**Work instructions**
Gather every line in the items below that contains the string "coordinates", and copy each of those lines in full.

Saved data entries
/---

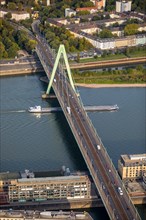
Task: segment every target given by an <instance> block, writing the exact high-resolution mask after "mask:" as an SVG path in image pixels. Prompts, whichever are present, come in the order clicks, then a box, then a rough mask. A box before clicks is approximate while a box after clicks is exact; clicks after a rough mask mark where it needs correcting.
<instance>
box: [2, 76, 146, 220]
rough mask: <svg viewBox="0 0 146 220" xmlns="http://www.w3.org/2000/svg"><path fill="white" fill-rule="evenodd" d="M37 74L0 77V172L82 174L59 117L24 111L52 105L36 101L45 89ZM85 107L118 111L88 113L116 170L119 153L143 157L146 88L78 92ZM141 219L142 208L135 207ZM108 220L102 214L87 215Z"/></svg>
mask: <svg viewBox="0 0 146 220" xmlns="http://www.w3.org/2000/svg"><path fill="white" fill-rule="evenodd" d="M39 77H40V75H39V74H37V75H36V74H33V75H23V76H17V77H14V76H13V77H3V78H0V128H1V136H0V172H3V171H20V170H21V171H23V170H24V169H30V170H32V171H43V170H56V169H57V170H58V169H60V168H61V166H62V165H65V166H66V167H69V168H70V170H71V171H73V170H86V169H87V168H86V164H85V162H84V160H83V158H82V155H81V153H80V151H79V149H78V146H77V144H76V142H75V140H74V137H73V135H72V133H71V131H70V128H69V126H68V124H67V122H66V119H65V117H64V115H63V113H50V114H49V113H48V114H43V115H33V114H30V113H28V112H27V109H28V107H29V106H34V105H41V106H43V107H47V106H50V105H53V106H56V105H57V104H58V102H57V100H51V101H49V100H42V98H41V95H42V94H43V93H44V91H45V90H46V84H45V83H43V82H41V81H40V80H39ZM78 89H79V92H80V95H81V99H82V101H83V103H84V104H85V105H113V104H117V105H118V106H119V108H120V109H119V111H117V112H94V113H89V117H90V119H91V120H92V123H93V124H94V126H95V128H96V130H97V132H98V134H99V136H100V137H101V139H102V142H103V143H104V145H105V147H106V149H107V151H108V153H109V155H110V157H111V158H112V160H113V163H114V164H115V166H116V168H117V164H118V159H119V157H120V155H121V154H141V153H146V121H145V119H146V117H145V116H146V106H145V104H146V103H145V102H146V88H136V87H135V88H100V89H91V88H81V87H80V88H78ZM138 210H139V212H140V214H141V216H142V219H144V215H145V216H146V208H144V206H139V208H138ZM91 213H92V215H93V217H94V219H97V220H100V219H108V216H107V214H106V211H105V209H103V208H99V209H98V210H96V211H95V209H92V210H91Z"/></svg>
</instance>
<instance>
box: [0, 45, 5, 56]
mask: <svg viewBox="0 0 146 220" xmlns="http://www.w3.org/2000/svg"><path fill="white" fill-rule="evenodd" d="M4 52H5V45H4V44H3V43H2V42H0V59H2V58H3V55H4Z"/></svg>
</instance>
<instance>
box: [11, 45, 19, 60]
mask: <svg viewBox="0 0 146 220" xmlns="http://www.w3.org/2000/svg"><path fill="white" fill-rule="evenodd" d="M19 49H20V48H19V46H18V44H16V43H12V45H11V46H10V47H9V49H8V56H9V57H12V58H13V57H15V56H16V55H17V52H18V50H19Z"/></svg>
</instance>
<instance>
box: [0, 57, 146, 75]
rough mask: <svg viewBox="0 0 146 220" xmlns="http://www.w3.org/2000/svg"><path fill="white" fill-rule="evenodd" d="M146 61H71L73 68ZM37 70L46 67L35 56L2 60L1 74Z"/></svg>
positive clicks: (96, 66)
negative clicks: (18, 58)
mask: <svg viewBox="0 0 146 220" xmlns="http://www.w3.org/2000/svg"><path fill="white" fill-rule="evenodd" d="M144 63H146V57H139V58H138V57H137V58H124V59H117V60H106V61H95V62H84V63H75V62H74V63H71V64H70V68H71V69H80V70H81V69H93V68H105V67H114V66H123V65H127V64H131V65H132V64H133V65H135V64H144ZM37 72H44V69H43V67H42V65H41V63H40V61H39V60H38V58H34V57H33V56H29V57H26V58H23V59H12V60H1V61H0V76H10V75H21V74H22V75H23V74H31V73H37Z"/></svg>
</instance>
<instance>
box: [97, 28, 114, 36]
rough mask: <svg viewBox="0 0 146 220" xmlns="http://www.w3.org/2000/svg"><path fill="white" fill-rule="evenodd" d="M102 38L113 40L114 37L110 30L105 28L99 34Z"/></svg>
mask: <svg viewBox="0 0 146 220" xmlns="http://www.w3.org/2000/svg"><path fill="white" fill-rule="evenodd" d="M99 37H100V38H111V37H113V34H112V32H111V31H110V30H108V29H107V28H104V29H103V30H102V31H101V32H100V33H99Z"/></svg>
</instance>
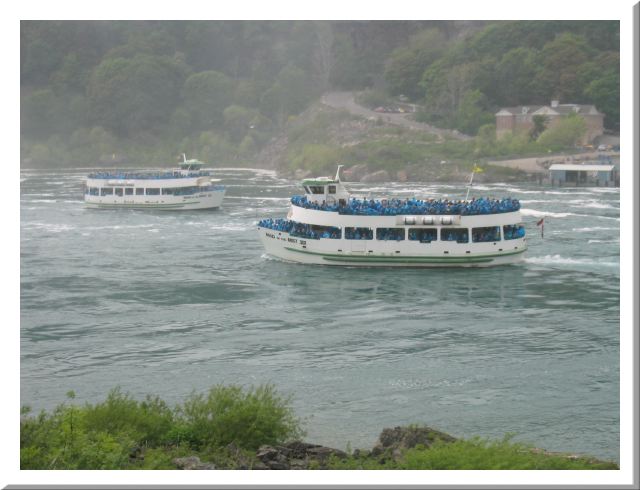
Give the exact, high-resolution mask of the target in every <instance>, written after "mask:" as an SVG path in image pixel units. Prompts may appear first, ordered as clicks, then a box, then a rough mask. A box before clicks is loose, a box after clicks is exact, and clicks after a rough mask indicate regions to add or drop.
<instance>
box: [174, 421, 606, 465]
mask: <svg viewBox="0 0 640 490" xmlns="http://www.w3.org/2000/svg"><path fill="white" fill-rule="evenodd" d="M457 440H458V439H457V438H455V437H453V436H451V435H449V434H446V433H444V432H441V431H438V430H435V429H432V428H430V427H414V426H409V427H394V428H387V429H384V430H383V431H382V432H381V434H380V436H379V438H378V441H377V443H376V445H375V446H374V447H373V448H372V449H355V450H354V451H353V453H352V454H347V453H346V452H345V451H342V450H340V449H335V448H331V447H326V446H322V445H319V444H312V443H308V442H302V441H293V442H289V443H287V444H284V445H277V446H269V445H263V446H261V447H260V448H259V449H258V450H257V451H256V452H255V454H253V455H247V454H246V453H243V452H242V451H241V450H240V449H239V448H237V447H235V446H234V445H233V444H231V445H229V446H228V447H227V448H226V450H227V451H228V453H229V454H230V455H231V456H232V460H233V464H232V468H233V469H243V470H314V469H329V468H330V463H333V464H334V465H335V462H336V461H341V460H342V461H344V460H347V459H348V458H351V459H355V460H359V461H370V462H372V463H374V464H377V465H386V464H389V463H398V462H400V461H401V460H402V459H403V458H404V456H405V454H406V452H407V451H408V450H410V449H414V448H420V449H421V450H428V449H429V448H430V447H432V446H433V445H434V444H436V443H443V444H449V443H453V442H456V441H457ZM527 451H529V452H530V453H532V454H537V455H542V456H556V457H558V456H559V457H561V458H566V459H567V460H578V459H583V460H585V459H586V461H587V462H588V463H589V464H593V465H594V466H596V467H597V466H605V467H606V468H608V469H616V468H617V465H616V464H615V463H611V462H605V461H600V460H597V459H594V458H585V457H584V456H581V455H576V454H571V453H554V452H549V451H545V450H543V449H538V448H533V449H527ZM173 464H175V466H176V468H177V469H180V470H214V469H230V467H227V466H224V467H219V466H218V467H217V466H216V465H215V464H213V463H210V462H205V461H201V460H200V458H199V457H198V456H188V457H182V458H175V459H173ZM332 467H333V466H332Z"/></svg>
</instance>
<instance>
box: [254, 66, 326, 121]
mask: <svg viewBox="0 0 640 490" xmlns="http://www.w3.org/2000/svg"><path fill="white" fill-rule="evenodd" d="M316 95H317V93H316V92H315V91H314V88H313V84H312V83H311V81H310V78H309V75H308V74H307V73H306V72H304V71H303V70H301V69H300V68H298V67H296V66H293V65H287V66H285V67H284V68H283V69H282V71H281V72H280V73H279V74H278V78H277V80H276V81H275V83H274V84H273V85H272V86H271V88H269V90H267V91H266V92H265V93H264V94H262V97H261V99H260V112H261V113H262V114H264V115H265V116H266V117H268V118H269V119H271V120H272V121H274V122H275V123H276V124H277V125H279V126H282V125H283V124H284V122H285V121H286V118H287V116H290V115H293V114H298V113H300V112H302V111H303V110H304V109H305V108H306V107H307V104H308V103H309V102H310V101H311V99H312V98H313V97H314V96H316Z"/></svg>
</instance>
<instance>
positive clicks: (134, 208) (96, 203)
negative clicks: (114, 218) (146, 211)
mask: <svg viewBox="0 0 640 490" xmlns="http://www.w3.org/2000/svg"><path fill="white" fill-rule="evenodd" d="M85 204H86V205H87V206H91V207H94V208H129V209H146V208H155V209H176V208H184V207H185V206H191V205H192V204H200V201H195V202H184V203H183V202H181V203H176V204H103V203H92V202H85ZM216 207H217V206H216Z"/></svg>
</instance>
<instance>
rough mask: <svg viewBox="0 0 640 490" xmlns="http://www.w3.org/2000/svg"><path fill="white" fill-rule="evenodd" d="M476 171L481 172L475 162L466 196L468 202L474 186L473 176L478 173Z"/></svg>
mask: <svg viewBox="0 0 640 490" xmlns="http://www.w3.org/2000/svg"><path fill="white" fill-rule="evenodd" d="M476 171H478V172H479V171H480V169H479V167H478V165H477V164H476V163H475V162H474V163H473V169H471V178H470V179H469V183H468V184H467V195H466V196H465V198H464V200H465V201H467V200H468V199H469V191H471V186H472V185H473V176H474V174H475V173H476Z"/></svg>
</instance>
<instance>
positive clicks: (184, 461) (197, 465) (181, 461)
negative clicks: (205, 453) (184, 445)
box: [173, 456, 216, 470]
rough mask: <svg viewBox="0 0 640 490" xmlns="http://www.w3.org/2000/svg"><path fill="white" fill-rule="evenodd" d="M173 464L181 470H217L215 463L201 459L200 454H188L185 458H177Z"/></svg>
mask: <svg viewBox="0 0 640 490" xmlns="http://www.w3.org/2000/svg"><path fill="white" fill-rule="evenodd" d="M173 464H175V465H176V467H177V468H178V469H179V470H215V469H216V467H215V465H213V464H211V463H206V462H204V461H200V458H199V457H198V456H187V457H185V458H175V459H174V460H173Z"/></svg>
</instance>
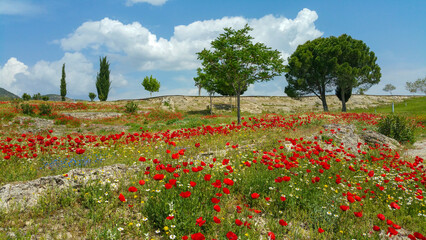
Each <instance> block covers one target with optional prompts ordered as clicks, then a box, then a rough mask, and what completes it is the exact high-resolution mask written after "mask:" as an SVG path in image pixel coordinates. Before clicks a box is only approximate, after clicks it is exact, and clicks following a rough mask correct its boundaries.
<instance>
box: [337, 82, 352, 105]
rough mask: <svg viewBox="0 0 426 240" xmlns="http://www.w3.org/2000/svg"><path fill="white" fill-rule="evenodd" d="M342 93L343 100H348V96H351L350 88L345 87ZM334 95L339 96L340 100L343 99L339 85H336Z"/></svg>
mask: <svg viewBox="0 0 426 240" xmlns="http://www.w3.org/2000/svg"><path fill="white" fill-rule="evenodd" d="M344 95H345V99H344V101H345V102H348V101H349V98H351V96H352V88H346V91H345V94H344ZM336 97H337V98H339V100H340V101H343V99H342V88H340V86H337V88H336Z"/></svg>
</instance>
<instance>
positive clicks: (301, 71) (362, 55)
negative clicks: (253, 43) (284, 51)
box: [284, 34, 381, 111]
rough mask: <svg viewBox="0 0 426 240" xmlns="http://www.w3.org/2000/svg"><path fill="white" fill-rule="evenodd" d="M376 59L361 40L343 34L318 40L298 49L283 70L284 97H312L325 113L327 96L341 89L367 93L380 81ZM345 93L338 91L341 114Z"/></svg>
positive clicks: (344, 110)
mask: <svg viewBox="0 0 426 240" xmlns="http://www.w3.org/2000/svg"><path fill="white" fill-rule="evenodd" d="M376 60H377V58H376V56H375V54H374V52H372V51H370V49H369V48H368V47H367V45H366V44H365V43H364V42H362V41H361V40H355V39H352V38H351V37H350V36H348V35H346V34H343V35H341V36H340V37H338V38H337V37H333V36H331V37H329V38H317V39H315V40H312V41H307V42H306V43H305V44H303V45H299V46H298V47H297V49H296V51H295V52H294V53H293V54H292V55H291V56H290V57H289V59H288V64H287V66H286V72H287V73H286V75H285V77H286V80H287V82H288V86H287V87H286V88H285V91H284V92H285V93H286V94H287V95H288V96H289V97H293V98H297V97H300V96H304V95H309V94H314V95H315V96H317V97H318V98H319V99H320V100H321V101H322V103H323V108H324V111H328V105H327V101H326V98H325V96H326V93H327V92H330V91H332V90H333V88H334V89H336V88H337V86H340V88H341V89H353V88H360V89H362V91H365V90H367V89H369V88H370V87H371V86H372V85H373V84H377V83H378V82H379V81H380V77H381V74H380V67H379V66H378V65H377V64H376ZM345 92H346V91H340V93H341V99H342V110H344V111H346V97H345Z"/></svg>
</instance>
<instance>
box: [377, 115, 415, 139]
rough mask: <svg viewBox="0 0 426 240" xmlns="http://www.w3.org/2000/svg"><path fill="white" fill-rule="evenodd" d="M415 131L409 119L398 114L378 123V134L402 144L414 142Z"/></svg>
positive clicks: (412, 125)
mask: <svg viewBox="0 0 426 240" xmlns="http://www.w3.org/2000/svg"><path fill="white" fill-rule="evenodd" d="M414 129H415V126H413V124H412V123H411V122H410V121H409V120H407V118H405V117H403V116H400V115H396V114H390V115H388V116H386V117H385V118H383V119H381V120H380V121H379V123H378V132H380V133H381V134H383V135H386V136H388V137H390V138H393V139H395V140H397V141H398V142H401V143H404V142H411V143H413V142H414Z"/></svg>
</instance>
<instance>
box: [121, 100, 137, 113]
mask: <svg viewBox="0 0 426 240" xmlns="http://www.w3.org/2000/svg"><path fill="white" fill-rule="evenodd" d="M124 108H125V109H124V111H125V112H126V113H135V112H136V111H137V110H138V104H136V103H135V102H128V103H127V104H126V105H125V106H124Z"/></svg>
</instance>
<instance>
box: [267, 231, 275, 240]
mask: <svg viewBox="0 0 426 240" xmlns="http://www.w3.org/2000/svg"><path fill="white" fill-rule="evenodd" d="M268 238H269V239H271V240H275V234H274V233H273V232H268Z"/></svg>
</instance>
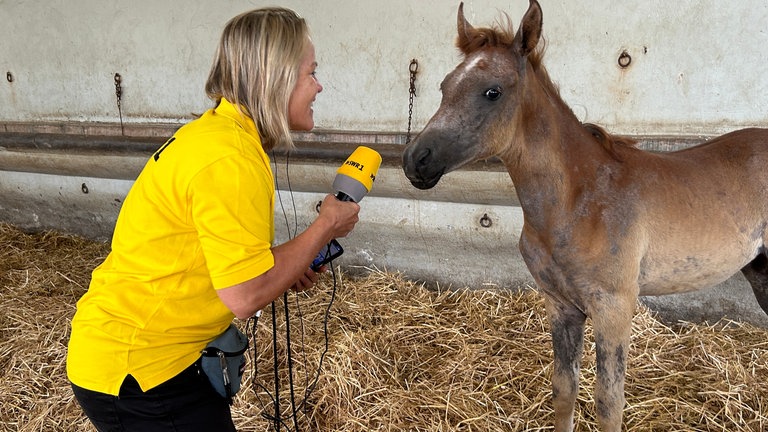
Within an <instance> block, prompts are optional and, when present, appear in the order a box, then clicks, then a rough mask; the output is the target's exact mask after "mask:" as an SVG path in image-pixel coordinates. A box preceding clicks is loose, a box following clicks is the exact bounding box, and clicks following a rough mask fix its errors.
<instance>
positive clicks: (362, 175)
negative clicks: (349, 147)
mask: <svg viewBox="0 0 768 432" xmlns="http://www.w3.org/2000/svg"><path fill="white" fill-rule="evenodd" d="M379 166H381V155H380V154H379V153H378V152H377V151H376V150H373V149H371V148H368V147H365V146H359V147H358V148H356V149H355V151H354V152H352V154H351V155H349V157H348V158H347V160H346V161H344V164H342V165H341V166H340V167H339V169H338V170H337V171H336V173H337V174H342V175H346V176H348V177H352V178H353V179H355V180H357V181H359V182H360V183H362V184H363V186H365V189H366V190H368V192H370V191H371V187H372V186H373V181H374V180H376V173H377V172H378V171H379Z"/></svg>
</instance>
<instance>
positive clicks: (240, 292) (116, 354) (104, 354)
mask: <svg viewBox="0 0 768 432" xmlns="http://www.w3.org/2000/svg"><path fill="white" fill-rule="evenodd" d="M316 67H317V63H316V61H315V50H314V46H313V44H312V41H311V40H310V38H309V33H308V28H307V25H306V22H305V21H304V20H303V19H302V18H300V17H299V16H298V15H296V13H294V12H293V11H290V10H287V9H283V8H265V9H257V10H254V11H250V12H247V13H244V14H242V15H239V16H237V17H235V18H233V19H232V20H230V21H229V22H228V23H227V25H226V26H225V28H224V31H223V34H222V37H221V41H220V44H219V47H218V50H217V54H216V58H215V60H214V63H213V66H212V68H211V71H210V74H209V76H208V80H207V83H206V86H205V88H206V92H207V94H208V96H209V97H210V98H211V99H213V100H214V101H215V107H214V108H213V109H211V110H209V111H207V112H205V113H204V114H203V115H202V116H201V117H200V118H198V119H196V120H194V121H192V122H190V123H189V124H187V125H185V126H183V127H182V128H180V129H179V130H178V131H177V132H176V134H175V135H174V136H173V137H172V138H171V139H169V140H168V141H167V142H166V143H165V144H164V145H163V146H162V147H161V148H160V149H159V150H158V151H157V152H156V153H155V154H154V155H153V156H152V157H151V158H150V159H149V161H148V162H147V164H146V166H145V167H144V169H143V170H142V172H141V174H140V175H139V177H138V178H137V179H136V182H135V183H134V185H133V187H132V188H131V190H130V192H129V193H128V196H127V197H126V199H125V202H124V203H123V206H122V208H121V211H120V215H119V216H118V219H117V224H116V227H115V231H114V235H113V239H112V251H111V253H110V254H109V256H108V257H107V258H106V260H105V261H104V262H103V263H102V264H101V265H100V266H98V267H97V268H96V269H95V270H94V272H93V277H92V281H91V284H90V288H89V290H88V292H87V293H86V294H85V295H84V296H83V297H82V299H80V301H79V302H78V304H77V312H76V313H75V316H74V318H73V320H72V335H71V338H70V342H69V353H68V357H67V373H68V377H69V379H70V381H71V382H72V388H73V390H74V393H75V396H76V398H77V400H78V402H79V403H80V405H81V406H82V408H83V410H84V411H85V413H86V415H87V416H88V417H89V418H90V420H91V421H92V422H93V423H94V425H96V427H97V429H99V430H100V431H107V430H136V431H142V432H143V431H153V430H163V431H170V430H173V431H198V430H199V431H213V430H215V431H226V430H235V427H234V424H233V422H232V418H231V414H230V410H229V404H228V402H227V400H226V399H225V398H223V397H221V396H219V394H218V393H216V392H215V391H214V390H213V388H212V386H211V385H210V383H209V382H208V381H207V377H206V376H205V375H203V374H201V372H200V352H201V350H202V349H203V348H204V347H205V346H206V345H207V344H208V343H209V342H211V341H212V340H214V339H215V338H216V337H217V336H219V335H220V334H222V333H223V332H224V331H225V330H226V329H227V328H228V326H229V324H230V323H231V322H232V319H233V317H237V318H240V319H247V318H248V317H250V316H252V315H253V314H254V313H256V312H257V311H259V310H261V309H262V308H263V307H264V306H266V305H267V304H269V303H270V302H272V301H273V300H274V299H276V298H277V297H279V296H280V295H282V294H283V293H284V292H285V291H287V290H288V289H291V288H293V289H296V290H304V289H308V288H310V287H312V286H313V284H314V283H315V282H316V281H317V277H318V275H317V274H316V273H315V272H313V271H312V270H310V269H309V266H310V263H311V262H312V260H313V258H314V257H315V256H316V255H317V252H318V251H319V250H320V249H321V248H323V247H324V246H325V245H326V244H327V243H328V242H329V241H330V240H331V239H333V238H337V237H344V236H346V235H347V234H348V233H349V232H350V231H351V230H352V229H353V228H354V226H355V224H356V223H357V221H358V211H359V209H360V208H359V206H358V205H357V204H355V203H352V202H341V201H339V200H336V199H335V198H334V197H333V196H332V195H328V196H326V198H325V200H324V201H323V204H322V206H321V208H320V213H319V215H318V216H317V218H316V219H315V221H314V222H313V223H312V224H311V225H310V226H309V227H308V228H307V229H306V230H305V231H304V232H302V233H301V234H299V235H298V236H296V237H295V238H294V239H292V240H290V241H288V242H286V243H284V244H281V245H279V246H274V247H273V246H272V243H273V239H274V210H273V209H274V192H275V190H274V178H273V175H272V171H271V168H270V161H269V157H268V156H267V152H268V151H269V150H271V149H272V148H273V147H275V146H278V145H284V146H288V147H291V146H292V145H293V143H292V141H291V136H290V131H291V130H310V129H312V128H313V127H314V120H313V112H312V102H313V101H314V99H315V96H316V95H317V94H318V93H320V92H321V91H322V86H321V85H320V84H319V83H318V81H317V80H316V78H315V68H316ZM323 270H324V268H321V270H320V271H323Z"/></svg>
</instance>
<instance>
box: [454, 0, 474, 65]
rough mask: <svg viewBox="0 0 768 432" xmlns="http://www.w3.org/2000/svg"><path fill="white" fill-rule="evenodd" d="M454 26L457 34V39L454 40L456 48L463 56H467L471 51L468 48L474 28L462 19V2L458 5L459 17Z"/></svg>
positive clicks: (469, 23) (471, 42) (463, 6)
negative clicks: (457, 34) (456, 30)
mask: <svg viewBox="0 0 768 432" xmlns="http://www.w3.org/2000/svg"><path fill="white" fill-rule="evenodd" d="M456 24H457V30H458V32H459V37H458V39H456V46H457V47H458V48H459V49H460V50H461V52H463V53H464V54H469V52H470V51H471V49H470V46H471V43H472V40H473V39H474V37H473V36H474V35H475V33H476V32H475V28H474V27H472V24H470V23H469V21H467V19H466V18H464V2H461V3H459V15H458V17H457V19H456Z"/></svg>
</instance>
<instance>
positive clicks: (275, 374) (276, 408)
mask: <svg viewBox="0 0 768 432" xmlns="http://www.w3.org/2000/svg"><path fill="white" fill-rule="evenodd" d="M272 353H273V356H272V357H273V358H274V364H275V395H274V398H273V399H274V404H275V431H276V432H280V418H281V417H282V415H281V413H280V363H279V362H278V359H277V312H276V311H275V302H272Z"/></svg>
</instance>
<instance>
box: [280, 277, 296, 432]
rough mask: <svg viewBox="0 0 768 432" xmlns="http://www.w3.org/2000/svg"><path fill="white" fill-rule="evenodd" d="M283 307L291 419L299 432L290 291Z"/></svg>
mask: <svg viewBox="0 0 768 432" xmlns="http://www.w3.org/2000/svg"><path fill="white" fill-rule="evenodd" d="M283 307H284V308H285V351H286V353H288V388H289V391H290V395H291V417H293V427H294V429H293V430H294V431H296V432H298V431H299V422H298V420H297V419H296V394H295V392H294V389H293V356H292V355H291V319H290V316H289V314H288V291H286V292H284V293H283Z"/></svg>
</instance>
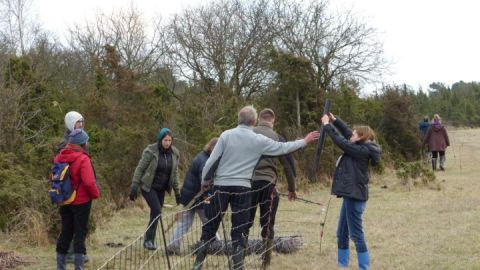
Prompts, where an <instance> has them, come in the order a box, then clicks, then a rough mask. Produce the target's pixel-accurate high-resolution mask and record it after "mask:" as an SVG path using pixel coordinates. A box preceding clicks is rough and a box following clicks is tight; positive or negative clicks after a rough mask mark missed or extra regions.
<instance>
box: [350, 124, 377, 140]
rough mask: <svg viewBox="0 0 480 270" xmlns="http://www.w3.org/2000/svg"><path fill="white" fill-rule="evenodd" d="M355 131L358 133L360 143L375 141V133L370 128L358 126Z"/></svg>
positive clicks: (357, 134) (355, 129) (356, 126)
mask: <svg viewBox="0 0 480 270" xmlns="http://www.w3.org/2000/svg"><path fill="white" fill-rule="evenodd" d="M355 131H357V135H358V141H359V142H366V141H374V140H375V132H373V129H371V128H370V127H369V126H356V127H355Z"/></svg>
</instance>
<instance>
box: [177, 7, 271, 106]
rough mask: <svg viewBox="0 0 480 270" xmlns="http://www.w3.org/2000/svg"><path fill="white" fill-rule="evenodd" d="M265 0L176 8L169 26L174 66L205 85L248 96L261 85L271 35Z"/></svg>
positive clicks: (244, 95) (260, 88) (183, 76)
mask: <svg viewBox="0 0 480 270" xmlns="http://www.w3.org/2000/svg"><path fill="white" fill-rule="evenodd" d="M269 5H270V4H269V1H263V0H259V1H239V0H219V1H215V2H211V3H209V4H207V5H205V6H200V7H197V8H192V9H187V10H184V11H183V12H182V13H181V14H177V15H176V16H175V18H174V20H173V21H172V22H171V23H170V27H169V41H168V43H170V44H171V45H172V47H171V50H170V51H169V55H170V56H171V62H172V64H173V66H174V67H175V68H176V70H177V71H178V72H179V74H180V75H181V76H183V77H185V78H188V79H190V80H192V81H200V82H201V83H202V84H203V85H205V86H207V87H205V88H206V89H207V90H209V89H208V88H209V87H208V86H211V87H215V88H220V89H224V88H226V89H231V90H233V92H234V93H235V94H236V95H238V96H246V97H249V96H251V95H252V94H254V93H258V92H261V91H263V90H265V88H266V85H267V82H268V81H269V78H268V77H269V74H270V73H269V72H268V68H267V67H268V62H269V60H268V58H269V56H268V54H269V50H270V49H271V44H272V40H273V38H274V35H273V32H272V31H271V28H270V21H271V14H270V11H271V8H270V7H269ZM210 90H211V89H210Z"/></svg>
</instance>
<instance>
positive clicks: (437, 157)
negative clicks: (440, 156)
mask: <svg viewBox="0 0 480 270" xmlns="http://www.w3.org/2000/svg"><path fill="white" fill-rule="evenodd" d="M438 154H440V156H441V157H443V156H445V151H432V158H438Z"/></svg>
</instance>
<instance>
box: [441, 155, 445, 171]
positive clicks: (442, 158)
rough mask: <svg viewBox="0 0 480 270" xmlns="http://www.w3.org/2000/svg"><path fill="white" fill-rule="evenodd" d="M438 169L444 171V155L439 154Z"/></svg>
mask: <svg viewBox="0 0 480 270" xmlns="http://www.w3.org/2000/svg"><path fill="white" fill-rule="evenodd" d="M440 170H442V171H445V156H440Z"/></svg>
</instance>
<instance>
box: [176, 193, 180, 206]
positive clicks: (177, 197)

\---

**Solution**
Each <instance> block covers one target with optional prompts ordered as clicks, then a box, then a rough mask, and what completes it is the exact high-resolution mask written after "mask:" as an SVG path in image pixel coordinates. Before clicks a box is only approximate, after clicks it is exact, and clicks following a rough mask correct its boundaries.
Within an <instance> block, prompts are optional and, when present, appear in the order a box, then clicks, then a rough mask; the output is the target's exact mask after "mask:" as an SVG path in image-pixel coordinates. A box preceding clicks is loose, a box following clicks is the exact bounding box, and clicks following a rough mask fix its errors.
Prompts, where an <instance> has them, come in the order a box, then clicks, then a rough mask. Produce the target's pixel-accurate high-resolution mask and record it after "mask:" as an SVG path using pixel coordinates. A box preceding clicks is rough and a box following clicks is tight; positive or negative clicks after a rough mask mark missed or extra regions.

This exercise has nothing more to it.